> **Exercises to complete**
1: In the column about the suspicious text message, who does the writer say actually received that message?
2: Extend the column about the suspicious text message with new material that picks up after its final sentence.

How a very cold day and a dry mouth almost led to my divorce

IT’S all because of these flirting celebs. If Mrs X hadn’t seen something in the paper about footballer Ashley Cole and TV presenter Vernon Kay using their mobiles for hanky-panky, she wouldn’t have even thought of checking mine.

She is so fly. During the break in Corrie, she sent me off to make a cuppa. That was just an excuse to rifle through my sent texts.

“Ah-ha. What’s this?” I heard her bellow, just as I was reaching for the Gypsy Creams.

She had found a very suspicious sent message as she frantically stabbed the buttons on my Samsung before we resumed our peek into the traumas of Gail Platt’s life.

The text said: “Mines a huge 1.” No surprise there, you wouldn’t have thought. Just one problem. I hadn’t sent it to her.

Call me

She hit the proverbial roof. “Whose mobile number is this?” she raged.

Before I could even stutter, she wanted me to divulge which trollop I had decided to impress with this short and, she roared, fictional literary masterpiece.

She made up her mind there and then. This was all the proof necessary for the divorce courts. That one text was all she needed to demonstrate to the sheriff that I was capable of boasting in a most unseemly way to one of the trio of floozies I had gallivanted out to lunch with last week. But which one was the recipient?

Neen? Quite possibly, she thought. Ann Ross from the council? Probably. She looked a right feisty one, she decided.

Who was the third one, she demanded. Only Gaelic radio’s answer to Loose Women, I announced.

“No. Not . . . not that Seonag Monk woman? I should have known.”

I thought she might be impressed that I moved in such glitzy showbiz circles. But no. She was now absolutely convinced I was at it, whatever “at it” means.

Not that I am suggesting any looseness on Seonag’s part, you understand. It is just that she is on the radio in the mid-afternoon when ITV2 repeats the earlier midday showing of Loose Women.

I have recently learned from ladies who lunch that it is that second showing which so many of them like to settle down to with a cup of green tea in one hand and a ginger nut in the other. Except when Seonag is on the radio, obviously.

My life was unravelling before me. It was made clear I had been caught texting dirty, so I was for the high jump. It was only a matter of time, she said, until she had the finest legal brains above the Lloyds TSB on Francis Street forensically going through my communications for the last 14 years and she would be taking half the house, half the car and half the dog. Ugh, is that why they say divorces can be so messy?

Unfortunately for Mrs X and her plan, I had not sent that message to any of my elegant dining companions at the Eleven restaurant.

Would she believe the truth? Hadn’t a clue. I did think of making up a yarn to explain it away. I would say I was walking on the beach with the dog and I had come across an old wartime mine.

I had phoned bomb disposal and they said they were on the way but to text them with any updates.

And that, my darling, was why I sent: “Mines a huge 1.”

Even if she can be a bit gullible at times, there is no way even she would swallow that one.

It was time to come clean. Confession is good for the soul and all that.

So I told her how I had actually sent that message to the well-coiffured, devil-may-care, man-about-town Mr George Gawk. She looked thunderstruck.

Then she quickly wished me and George all the very best and hoped we would be very happy in our new life together.

If she got an invitation to our civil partnership ceremony, she assured me that we could even keep both halves of the dog. Aw, that’s nice. She’s so sweet.

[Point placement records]
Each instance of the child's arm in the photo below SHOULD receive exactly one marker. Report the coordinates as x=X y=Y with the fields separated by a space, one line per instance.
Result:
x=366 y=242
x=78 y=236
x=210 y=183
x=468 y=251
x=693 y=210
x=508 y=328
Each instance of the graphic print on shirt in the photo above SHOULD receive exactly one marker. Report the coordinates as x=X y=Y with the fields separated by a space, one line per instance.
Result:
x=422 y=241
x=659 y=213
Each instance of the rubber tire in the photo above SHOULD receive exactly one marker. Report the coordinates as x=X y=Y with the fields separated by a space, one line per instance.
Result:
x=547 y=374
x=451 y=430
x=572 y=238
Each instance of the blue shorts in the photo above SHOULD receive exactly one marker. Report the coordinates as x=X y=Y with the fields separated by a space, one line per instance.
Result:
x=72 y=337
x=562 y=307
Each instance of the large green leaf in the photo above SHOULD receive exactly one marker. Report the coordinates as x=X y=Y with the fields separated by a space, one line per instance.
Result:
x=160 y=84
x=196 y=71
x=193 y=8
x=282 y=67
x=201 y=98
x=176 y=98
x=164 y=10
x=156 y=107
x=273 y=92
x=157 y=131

---

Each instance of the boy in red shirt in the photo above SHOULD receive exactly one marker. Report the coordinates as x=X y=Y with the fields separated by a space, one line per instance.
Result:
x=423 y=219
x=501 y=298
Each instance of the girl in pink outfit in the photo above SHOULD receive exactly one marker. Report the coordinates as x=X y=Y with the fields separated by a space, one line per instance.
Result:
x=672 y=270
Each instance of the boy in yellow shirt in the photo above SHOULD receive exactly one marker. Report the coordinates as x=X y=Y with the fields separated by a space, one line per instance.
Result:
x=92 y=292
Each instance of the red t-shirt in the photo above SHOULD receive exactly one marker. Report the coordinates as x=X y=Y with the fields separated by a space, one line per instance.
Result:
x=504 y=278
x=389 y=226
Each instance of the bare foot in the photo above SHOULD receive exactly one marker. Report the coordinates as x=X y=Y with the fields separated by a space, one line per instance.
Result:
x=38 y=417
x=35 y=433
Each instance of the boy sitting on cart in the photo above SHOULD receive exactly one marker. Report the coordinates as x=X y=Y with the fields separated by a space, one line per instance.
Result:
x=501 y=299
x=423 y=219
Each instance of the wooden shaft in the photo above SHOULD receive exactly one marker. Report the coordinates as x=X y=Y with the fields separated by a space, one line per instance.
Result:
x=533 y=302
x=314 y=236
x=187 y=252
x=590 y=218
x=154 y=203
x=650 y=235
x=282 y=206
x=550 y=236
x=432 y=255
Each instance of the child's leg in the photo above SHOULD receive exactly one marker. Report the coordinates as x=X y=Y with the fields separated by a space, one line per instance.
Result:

> **Results of the tasks**
1: Mr George Gawk.

2:
What am I saying? No. You don’t understand. Me and George are not like that. Not that way. No. That text was not one of an intimate nature. It was a drinks order.

We had been due to meet in one of the very few pubs that George is not currently barred from. He had texted me: “I’ll get you a wee rum if I get there first.”

When George is buying, the rums are always very wee. So I responded, because it was chilly without, that I would prefer a double serving of demerara. Which is why I had used the words: “Mines a huge 1.”

So it was actually a request, not a statement of fact. It looks worse because with texts there is no room for explanation. You have to write it the shortest way.

Like Sarah Brown, the PM’s wife. When she writes in texts and on Twitter, she always refers affectionately to her DH. That was a bit puzzling. DH? Was she making waves with David Hasselhoff? Or moping for Douglas Hogg, the Tory MP accused of claiming expenses for cleaning his moat? None of them. DH is her way of referring to her darling husband. Yeuch.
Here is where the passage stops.